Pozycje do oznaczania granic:
-*-
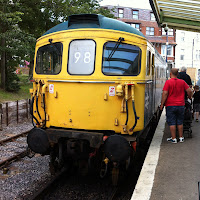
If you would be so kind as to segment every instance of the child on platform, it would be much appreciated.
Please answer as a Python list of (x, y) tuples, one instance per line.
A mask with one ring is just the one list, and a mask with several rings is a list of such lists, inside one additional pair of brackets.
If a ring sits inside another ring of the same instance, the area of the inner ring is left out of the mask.
[(200, 112), (200, 91), (199, 86), (194, 86), (194, 101), (193, 101), (193, 112), (196, 113), (196, 122), (199, 121), (199, 112)]

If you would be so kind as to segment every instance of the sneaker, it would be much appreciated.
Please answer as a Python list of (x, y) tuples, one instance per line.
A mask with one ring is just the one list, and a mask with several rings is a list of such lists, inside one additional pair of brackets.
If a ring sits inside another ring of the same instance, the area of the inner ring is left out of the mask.
[(167, 141), (168, 141), (168, 142), (171, 142), (171, 143), (174, 143), (174, 144), (177, 143), (177, 139), (176, 139), (176, 138), (174, 138), (174, 139), (172, 139), (172, 138), (167, 138)]
[(184, 142), (184, 137), (180, 137), (179, 142)]

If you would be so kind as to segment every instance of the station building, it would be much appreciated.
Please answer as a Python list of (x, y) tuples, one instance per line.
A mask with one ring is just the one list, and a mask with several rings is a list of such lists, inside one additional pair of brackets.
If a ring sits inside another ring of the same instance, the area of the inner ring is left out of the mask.
[(186, 67), (193, 84), (200, 78), (200, 33), (176, 31), (175, 67)]
[(175, 67), (176, 30), (169, 28), (168, 36), (166, 36), (164, 28), (158, 27), (152, 10), (113, 5), (102, 7), (112, 10), (118, 20), (141, 31), (163, 58), (167, 60), (168, 69)]

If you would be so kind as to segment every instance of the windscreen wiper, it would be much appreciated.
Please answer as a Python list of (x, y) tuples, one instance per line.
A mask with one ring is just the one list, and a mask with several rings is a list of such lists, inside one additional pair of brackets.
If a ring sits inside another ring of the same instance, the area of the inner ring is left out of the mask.
[(110, 61), (110, 59), (113, 57), (115, 51), (118, 49), (118, 47), (119, 47), (119, 45), (121, 44), (122, 41), (124, 41), (124, 38), (120, 37), (120, 38), (118, 39), (118, 41), (116, 42), (116, 44), (115, 44), (113, 50), (110, 52), (110, 54), (109, 54), (109, 56), (108, 56), (108, 58), (107, 58), (106, 61)]
[(56, 46), (56, 44), (53, 43), (52, 41), (53, 41), (53, 39), (49, 39), (49, 43), (50, 43), (50, 44), (53, 46), (53, 48), (56, 50), (57, 54), (58, 54), (59, 56), (61, 56), (60, 50), (58, 49), (58, 47)]

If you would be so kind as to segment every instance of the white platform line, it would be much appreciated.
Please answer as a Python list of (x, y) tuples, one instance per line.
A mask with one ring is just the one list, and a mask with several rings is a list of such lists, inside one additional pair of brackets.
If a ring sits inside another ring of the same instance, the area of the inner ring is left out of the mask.
[(131, 200), (149, 200), (151, 197), (165, 122), (165, 110), (163, 110)]

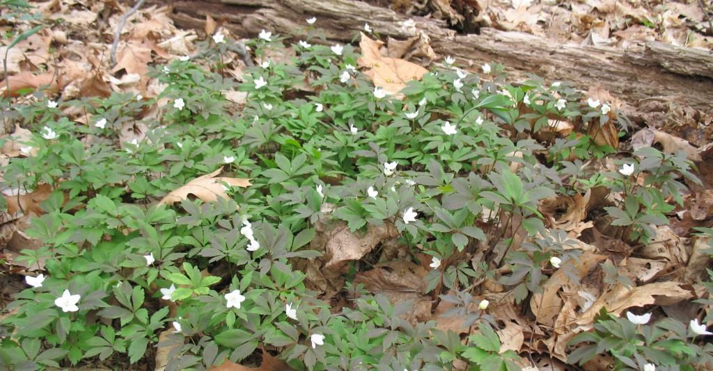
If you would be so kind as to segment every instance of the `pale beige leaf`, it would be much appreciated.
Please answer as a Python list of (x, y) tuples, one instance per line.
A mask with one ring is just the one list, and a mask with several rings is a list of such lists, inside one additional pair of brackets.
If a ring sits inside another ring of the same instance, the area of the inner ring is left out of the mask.
[(364, 56), (357, 60), (357, 63), (369, 68), (364, 73), (371, 78), (376, 86), (391, 93), (399, 93), (406, 87), (406, 83), (419, 80), (429, 72), (426, 68), (408, 61), (381, 56), (379, 49), (383, 44), (381, 41), (372, 40), (361, 33), (359, 46)]
[(252, 185), (249, 179), (215, 177), (221, 170), (221, 169), (218, 169), (210, 174), (191, 180), (183, 187), (167, 194), (158, 204), (173, 205), (175, 202), (188, 199), (191, 194), (204, 202), (215, 201), (218, 197), (229, 199), (230, 197), (225, 193), (225, 189), (223, 188), (223, 183), (233, 187), (242, 187)]

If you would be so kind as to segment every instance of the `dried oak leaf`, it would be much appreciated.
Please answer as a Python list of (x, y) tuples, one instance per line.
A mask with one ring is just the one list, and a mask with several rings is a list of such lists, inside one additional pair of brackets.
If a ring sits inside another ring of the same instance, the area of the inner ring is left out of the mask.
[(371, 40), (361, 33), (359, 47), (361, 54), (356, 63), (369, 68), (364, 73), (371, 78), (374, 85), (391, 93), (399, 93), (412, 80), (419, 80), (429, 72), (426, 68), (408, 61), (385, 57), (379, 51), (382, 41)]
[(225, 189), (223, 188), (222, 183), (244, 188), (252, 185), (249, 179), (228, 178), (225, 177), (215, 177), (220, 173), (221, 170), (221, 169), (218, 169), (210, 174), (207, 174), (191, 180), (187, 184), (166, 194), (165, 197), (158, 202), (158, 204), (166, 204), (168, 205), (173, 205), (175, 202), (186, 199), (191, 194), (198, 197), (204, 202), (215, 201), (218, 199), (218, 197), (228, 199), (230, 197), (225, 193)]

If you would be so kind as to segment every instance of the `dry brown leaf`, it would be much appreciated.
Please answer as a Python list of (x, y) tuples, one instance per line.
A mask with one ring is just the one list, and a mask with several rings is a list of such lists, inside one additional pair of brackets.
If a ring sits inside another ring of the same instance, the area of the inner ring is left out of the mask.
[(632, 307), (651, 304), (670, 305), (692, 297), (693, 294), (677, 282), (655, 282), (630, 289), (617, 283), (611, 290), (602, 293), (596, 303), (582, 313), (576, 323), (591, 325), (594, 316), (602, 307), (606, 308), (609, 313), (621, 315), (624, 310)]
[(252, 185), (249, 179), (228, 178), (225, 177), (215, 177), (220, 173), (222, 169), (199, 177), (189, 182), (187, 184), (169, 193), (158, 202), (158, 204), (166, 204), (173, 205), (175, 202), (188, 199), (191, 194), (198, 197), (204, 202), (215, 201), (217, 198), (229, 199), (225, 193), (222, 183), (233, 186), (247, 187)]
[(247, 367), (242, 365), (233, 363), (230, 360), (225, 360), (225, 362), (220, 366), (210, 367), (210, 371), (291, 371), (293, 370), (294, 369), (289, 367), (289, 365), (287, 365), (286, 362), (272, 357), (265, 350), (262, 351), (262, 364), (257, 368)]
[(62, 79), (53, 72), (46, 72), (34, 75), (30, 72), (21, 72), (14, 76), (7, 78), (9, 82), (9, 90), (6, 90), (5, 80), (0, 83), (0, 88), (6, 90), (4, 93), (7, 96), (8, 92), (13, 97), (20, 95), (19, 90), (32, 89), (36, 90), (42, 88), (46, 90), (56, 92), (61, 88)]
[(52, 187), (49, 184), (41, 184), (36, 189), (26, 194), (15, 194), (9, 196), (3, 194), (7, 202), (7, 212), (11, 216), (22, 211), (25, 215), (40, 216), (44, 211), (40, 209), (40, 204), (49, 197), (52, 193)]
[(382, 45), (383, 42), (372, 40), (361, 33), (359, 46), (364, 56), (359, 58), (357, 63), (360, 66), (369, 68), (364, 73), (371, 78), (376, 86), (391, 93), (399, 93), (406, 87), (406, 83), (419, 80), (429, 72), (426, 68), (408, 61), (381, 56), (379, 48)]
[(686, 152), (688, 160), (696, 162), (702, 160), (701, 155), (698, 153), (698, 150), (684, 139), (654, 130), (654, 142), (660, 143), (666, 153), (674, 154), (679, 150), (683, 150)]
[[(0, 153), (6, 155), (9, 157), (16, 157), (20, 155), (24, 155), (20, 151), (20, 148), (27, 147), (29, 145), (22, 143), (29, 142), (32, 139), (32, 132), (27, 129), (20, 127), (19, 124), (15, 125), (15, 131), (8, 137), (8, 141), (5, 145), (0, 149)], [(36, 154), (38, 148), (33, 148), (31, 155)]]
[(616, 150), (619, 148), (619, 132), (614, 126), (611, 120), (607, 120), (602, 125), (598, 122), (593, 122), (589, 124), (589, 130), (587, 133), (592, 137), (595, 143), (597, 145), (608, 145)]
[(354, 284), (363, 283), (374, 294), (386, 295), (392, 304), (412, 299), (411, 310), (404, 317), (412, 323), (431, 319), (431, 297), (424, 293), (424, 277), (428, 271), (421, 266), (404, 261), (377, 264), (374, 269), (356, 273)]

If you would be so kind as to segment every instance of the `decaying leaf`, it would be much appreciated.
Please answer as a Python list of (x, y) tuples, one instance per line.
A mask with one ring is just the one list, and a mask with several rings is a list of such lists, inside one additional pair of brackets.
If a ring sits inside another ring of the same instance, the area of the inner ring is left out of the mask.
[(158, 202), (158, 204), (173, 205), (175, 202), (188, 199), (191, 194), (198, 197), (204, 202), (215, 201), (219, 197), (228, 199), (230, 197), (225, 193), (223, 183), (233, 187), (242, 187), (252, 185), (249, 179), (215, 177), (221, 171), (222, 169), (218, 169), (210, 174), (191, 180), (187, 184), (167, 194)]
[(25, 215), (39, 216), (44, 214), (40, 209), (40, 204), (49, 197), (49, 194), (52, 193), (52, 186), (41, 184), (34, 191), (25, 194), (22, 194), (21, 190), (19, 189), (12, 191), (11, 194), (3, 193), (5, 201), (7, 202), (7, 212), (11, 216), (14, 216), (20, 211)]
[(391, 93), (398, 93), (412, 80), (419, 80), (429, 72), (426, 68), (408, 61), (381, 56), (379, 48), (384, 43), (369, 38), (361, 33), (359, 46), (364, 56), (357, 61), (361, 67), (369, 68), (364, 73), (371, 77), (374, 85)]
[(354, 284), (363, 283), (364, 288), (374, 294), (386, 295), (392, 304), (413, 300), (411, 310), (404, 317), (411, 322), (431, 319), (431, 297), (424, 293), (424, 277), (428, 272), (421, 266), (404, 261), (377, 264), (374, 269), (359, 273)]

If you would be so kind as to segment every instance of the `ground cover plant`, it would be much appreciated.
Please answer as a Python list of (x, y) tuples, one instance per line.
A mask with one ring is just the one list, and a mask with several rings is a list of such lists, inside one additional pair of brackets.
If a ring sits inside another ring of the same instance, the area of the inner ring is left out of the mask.
[[(153, 97), (6, 98), (27, 134), (5, 139), (4, 207), (43, 244), (17, 258), (33, 271), (4, 308), (0, 364), (713, 366), (709, 313), (651, 320), (662, 291), (702, 308), (706, 288), (637, 276), (597, 242), (661, 248), (700, 183), (689, 147), (624, 155), (632, 125), (604, 93), (511, 81), (496, 62), (421, 70), (382, 58), (375, 31), (357, 46), (315, 19), (297, 38), (218, 30), (148, 68)], [(542, 344), (521, 351), (523, 333)]]

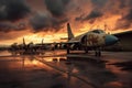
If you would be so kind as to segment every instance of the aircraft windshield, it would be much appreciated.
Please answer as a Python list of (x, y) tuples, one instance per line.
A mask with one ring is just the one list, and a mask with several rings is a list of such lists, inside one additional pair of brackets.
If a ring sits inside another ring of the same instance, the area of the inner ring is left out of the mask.
[(94, 32), (94, 33), (98, 33), (98, 34), (105, 33), (102, 30), (94, 30), (92, 32)]

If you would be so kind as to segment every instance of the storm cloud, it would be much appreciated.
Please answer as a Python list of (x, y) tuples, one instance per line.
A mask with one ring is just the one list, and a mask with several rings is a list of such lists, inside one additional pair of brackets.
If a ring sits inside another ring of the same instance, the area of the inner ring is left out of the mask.
[(47, 10), (54, 16), (63, 16), (70, 0), (44, 0)]
[(24, 0), (0, 0), (0, 20), (16, 21), (24, 18), (30, 8)]
[(117, 21), (114, 30), (129, 29), (131, 26), (132, 26), (132, 9), (125, 15), (122, 15), (122, 18)]
[(76, 21), (91, 21), (96, 20), (98, 18), (101, 18), (103, 14), (99, 11), (91, 11), (88, 15), (81, 14), (80, 16), (77, 16), (75, 20)]

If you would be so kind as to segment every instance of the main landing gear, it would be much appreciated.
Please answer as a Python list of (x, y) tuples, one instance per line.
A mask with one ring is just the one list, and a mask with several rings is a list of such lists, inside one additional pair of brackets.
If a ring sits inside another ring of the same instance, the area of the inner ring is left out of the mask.
[(96, 50), (95, 51), (95, 56), (99, 56), (100, 57), (101, 56), (101, 51), (100, 50)]

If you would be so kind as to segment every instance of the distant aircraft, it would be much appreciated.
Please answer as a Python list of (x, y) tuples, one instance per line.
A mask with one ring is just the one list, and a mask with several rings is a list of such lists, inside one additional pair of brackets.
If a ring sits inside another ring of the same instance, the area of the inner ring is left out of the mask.
[(72, 50), (84, 50), (86, 53), (88, 53), (90, 50), (94, 50), (95, 55), (100, 56), (101, 47), (113, 45), (118, 42), (118, 37), (107, 34), (100, 29), (86, 32), (75, 37), (69, 23), (67, 23), (67, 33), (68, 41), (62, 43), (62, 45), (66, 45), (67, 53), (69, 53)]

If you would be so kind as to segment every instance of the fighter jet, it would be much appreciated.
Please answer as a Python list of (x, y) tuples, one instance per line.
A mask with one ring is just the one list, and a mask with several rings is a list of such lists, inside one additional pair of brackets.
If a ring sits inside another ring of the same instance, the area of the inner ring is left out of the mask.
[(101, 56), (102, 47), (113, 45), (118, 42), (118, 37), (107, 34), (100, 29), (95, 29), (78, 36), (74, 36), (69, 23), (67, 23), (67, 33), (68, 41), (62, 43), (62, 45), (66, 45), (67, 53), (70, 53), (73, 50), (82, 50), (86, 53), (94, 50), (96, 56)]

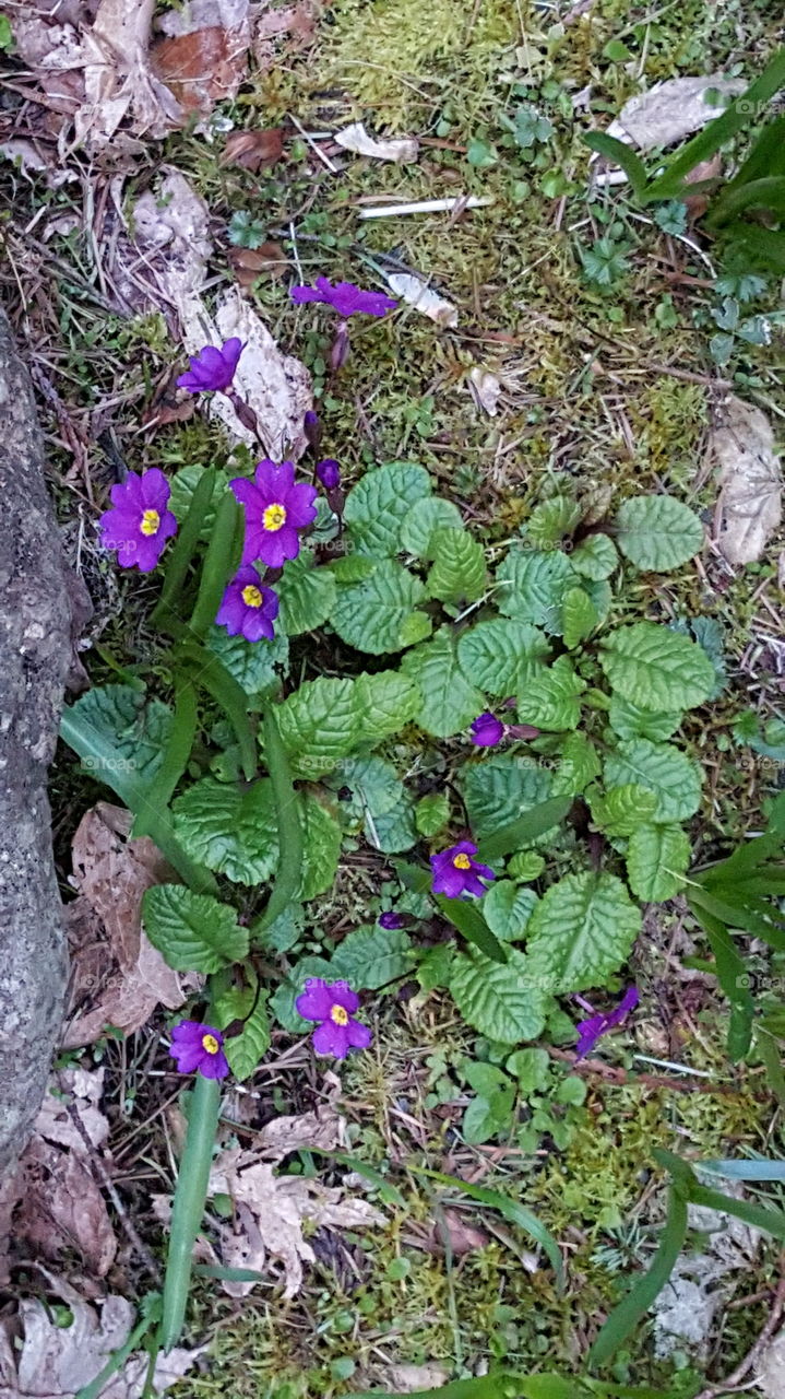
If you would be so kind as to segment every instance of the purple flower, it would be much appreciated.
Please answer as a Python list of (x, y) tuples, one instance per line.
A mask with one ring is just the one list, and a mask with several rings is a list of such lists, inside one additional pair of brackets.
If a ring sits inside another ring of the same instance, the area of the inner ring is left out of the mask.
[(175, 1025), (169, 1053), (177, 1062), (177, 1073), (193, 1073), (198, 1069), (205, 1079), (225, 1079), (229, 1073), (223, 1035), (198, 1020), (180, 1020)]
[(487, 865), (479, 865), (474, 859), (476, 845), (471, 841), (458, 841), (448, 851), (430, 856), (433, 867), (433, 893), (446, 894), (447, 898), (461, 898), (464, 894), (485, 894), (482, 879), (496, 879)]
[(339, 316), (384, 316), (398, 305), (381, 291), (362, 291), (353, 281), (339, 281), (334, 287), (327, 277), (317, 277), (316, 287), (292, 287), (292, 301), (299, 306), (303, 301), (323, 301), (334, 306)]
[(99, 520), (103, 548), (117, 550), (123, 568), (138, 568), (149, 574), (155, 568), (163, 546), (177, 533), (177, 520), (168, 511), (169, 481), (154, 466), (142, 476), (129, 471), (120, 485), (112, 487), (112, 509)]
[(190, 355), (190, 369), (177, 379), (179, 389), (189, 393), (210, 393), (217, 389), (228, 389), (235, 378), (237, 361), (243, 353), (243, 341), (232, 336), (217, 350), (215, 346), (205, 346), (198, 354)]
[(317, 464), (316, 474), (325, 491), (335, 491), (341, 485), (341, 467), (330, 456)]
[(306, 989), (295, 1000), (298, 1014), (303, 1020), (318, 1020), (313, 1032), (313, 1048), (317, 1053), (331, 1053), (334, 1059), (345, 1059), (349, 1049), (367, 1049), (370, 1030), (352, 1020), (360, 997), (345, 981), (330, 985), (320, 977), (306, 981)]
[(501, 719), (497, 719), (494, 713), (486, 709), (485, 713), (472, 719), (471, 733), (472, 743), (476, 743), (478, 748), (492, 748), (504, 737), (504, 725)]
[(390, 912), (381, 915), (381, 918), (379, 919), (379, 926), (387, 929), (402, 928), (405, 922), (406, 919), (402, 916), (402, 914)]
[[(581, 1020), (578, 1024), (578, 1042), (575, 1045), (578, 1059), (582, 1059), (587, 1053), (591, 1053), (596, 1041), (601, 1035), (608, 1034), (615, 1025), (620, 1025), (624, 1016), (629, 1016), (630, 1010), (634, 1010), (638, 1003), (637, 986), (627, 986), (627, 990), (622, 996), (622, 1000), (616, 1006), (616, 1010), (610, 1010), (608, 1014), (596, 1011), (588, 1020)], [(588, 1010), (591, 1006), (588, 1002), (582, 1002)]]
[(223, 600), (215, 618), (230, 637), (244, 637), (246, 641), (272, 641), (272, 623), (278, 616), (278, 597), (271, 588), (263, 588), (253, 564), (243, 564), (223, 593)]
[[(254, 484), (256, 481), (256, 484)], [(298, 530), (316, 519), (316, 487), (295, 485), (291, 462), (260, 462), (254, 481), (244, 476), (229, 481), (236, 498), (246, 508), (246, 543), (243, 564), (261, 558), (268, 568), (281, 568), (300, 551)]]

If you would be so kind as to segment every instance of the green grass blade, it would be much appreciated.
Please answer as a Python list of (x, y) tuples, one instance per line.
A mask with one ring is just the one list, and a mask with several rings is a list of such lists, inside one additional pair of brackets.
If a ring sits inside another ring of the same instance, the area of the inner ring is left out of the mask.
[(457, 1175), (443, 1175), (441, 1171), (430, 1171), (425, 1165), (409, 1165), (409, 1171), (416, 1175), (427, 1175), (430, 1181), (439, 1181), (440, 1185), (448, 1185), (451, 1189), (461, 1191), (462, 1195), (468, 1195), (472, 1200), (478, 1200), (480, 1205), (487, 1205), (493, 1210), (499, 1210), (506, 1220), (511, 1224), (517, 1224), (522, 1228), (525, 1234), (529, 1234), (536, 1244), (548, 1255), (550, 1266), (556, 1273), (556, 1284), (559, 1291), (564, 1290), (564, 1265), (562, 1262), (562, 1254), (559, 1252), (559, 1244), (553, 1238), (550, 1230), (538, 1220), (536, 1214), (532, 1214), (525, 1205), (520, 1205), (518, 1200), (510, 1199), (508, 1195), (501, 1195), (500, 1191), (489, 1191), (483, 1185), (469, 1185), (468, 1181), (461, 1181)]
[(217, 1079), (205, 1079), (198, 1073), (191, 1093), (189, 1130), (172, 1205), (161, 1319), (161, 1346), (165, 1351), (177, 1344), (186, 1319), (193, 1249), (204, 1217), (219, 1112), (221, 1084)]

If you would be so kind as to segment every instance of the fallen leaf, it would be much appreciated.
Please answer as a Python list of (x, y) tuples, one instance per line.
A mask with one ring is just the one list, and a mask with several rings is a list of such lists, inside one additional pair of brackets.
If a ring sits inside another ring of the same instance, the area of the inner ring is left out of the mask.
[(229, 262), (240, 287), (253, 287), (257, 277), (282, 277), (289, 259), (281, 243), (261, 243), (260, 248), (230, 248)]
[(728, 397), (710, 449), (719, 464), (714, 539), (729, 564), (753, 564), (782, 519), (782, 470), (765, 413)]
[(376, 161), (394, 161), (397, 165), (411, 165), (419, 155), (419, 141), (415, 136), (397, 136), (379, 141), (369, 136), (362, 122), (353, 122), (342, 132), (337, 132), (334, 140), (345, 151), (370, 155)]
[[(135, 1316), (124, 1297), (109, 1294), (88, 1305), (63, 1279), (50, 1287), (68, 1307), (73, 1321), (60, 1326), (38, 1298), (22, 1297), (18, 1316), (0, 1323), (0, 1399), (74, 1399), (101, 1374), (115, 1350), (127, 1342)], [(15, 1335), (21, 1329), (21, 1350)], [(183, 1378), (207, 1347), (170, 1350), (155, 1363), (152, 1392), (163, 1393)], [(148, 1356), (131, 1356), (120, 1374), (101, 1391), (101, 1399), (141, 1399)]]
[[(284, 127), (271, 126), (265, 132), (230, 132), (221, 152), (222, 165), (242, 165), (243, 169), (268, 169), (284, 154)], [(239, 249), (240, 252), (243, 249)], [(261, 252), (261, 249), (260, 249)]]
[(141, 898), (169, 867), (152, 841), (130, 839), (131, 816), (99, 802), (74, 835), (80, 898), (67, 905), (71, 996), (64, 1048), (92, 1044), (115, 1025), (131, 1034), (156, 1006), (177, 1010), (200, 978), (166, 965), (141, 928)]
[(433, 287), (429, 287), (422, 277), (413, 273), (387, 273), (390, 290), (429, 320), (436, 320), (437, 326), (454, 329), (458, 325), (458, 309), (451, 301), (440, 297)]
[[(383, 1224), (367, 1200), (352, 1199), (341, 1186), (325, 1186), (300, 1175), (274, 1175), (272, 1165), (254, 1153), (223, 1151), (210, 1175), (210, 1195), (229, 1195), (235, 1217), (221, 1226), (221, 1256), (226, 1267), (265, 1270), (267, 1259), (284, 1266), (284, 1297), (295, 1297), (303, 1283), (303, 1263), (316, 1255), (303, 1238), (303, 1224), (332, 1230)], [(268, 1267), (267, 1267), (268, 1270)], [(222, 1283), (230, 1297), (247, 1297), (254, 1283)]]
[(469, 389), (478, 407), (485, 409), (487, 416), (494, 418), (501, 393), (501, 385), (496, 375), (480, 364), (475, 364), (474, 369), (469, 371)]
-*-
Polecenie:
Przepisz zestawienie powyżej od samego początku aż do wiersza z „[(184, 142), (184, 137), (180, 137), (179, 142)]” włącznie, razem z prośbami o oznaczenie, przesuwając każdą współrzędną wierzchołków w odpowiedziach o 148 (dodaj 148 do x i do y). Obrazy pomiń.

Wynik poniżej:
If you would be so kind as to segment every instance of the child on platform, it would be much appreciated.
Please answer as a Python list of (x, y) tuples, one instance per line.
A mask with one ring is just the one list, and a mask with several rings is a list of such lists, inside one additional pair of brackets.
If a ring sits inside another ring of the same instance, the area of the inner ring is left out of the mask.
[(348, 260), (348, 239), (347, 234), (342, 234), (342, 249), (341, 249), (341, 260), (344, 261), (344, 270), (347, 269), (347, 260)]

If you would be so kind as to segment every instance of the sneaker, it would be much appreciated.
Please answer as a Python list of (x, y) tuples, one instance per line.
A mask with one ring is just the one list, and a mask with several rings is a list of such lists, inside one additional pair of brackets.
If a ring sits inside another ring of the same instance, the area of the inner ring is left out of the mask.
[(315, 289), (316, 289), (316, 290), (319, 290), (319, 291), (322, 291), (322, 292), (325, 291), (325, 287), (324, 287), (324, 286), (322, 286), (322, 287), (320, 287), (320, 286), (315, 286)]
[(332, 290), (332, 285), (328, 285), (327, 290)]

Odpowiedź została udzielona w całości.